Your goal: Copy out everything from the line containing "I'd appreciate your help finding the football player" down to the final line, requests included, and shift every bounding box coordinate in the answers up by 90.
------------------------------
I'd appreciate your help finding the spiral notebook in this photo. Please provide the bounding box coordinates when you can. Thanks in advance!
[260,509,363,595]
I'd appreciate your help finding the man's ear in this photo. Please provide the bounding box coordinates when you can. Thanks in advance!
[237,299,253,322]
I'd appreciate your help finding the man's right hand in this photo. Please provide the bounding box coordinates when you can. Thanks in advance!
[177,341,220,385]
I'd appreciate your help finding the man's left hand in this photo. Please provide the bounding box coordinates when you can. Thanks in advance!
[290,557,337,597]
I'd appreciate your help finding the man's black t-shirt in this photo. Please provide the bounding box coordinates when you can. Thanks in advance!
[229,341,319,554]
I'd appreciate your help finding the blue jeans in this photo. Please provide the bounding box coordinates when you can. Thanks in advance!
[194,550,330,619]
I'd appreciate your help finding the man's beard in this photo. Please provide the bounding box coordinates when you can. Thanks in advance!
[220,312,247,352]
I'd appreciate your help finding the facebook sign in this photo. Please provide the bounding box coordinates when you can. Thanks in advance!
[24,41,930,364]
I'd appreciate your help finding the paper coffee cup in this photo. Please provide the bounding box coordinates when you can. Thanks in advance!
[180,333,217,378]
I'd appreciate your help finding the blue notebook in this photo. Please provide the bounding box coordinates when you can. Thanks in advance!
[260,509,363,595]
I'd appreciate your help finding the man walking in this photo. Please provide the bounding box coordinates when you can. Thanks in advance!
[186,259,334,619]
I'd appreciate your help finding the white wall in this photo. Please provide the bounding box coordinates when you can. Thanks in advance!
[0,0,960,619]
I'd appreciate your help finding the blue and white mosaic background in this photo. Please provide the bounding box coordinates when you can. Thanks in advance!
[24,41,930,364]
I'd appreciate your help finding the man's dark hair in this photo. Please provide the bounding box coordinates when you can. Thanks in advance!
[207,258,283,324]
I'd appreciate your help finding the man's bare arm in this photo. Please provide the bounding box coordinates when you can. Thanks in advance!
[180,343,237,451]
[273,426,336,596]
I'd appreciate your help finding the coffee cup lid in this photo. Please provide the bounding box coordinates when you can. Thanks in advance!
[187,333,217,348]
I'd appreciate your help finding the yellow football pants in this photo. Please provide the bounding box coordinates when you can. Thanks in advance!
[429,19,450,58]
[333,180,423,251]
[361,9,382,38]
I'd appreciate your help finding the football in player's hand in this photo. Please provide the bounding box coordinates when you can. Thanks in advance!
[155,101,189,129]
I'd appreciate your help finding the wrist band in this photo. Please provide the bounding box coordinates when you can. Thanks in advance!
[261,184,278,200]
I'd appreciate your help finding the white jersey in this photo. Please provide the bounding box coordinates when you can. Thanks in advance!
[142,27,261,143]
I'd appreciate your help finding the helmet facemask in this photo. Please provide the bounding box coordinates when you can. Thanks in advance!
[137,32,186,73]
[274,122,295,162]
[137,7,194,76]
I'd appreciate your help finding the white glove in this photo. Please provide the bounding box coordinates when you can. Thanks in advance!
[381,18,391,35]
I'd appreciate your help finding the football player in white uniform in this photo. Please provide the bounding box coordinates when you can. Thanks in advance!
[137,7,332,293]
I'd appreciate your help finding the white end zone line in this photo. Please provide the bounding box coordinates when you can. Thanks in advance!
------------------------------
Response below:
I'd appreciate your help finding the football player in white uniform in this photo. Please provide the bounding box coordinates when you can. Thanks in advance!
[227,97,422,383]
I'd appreciate your help finding the white end zone line in this photo. Please provide the bounding box coordinates when you can. Thanks in advance!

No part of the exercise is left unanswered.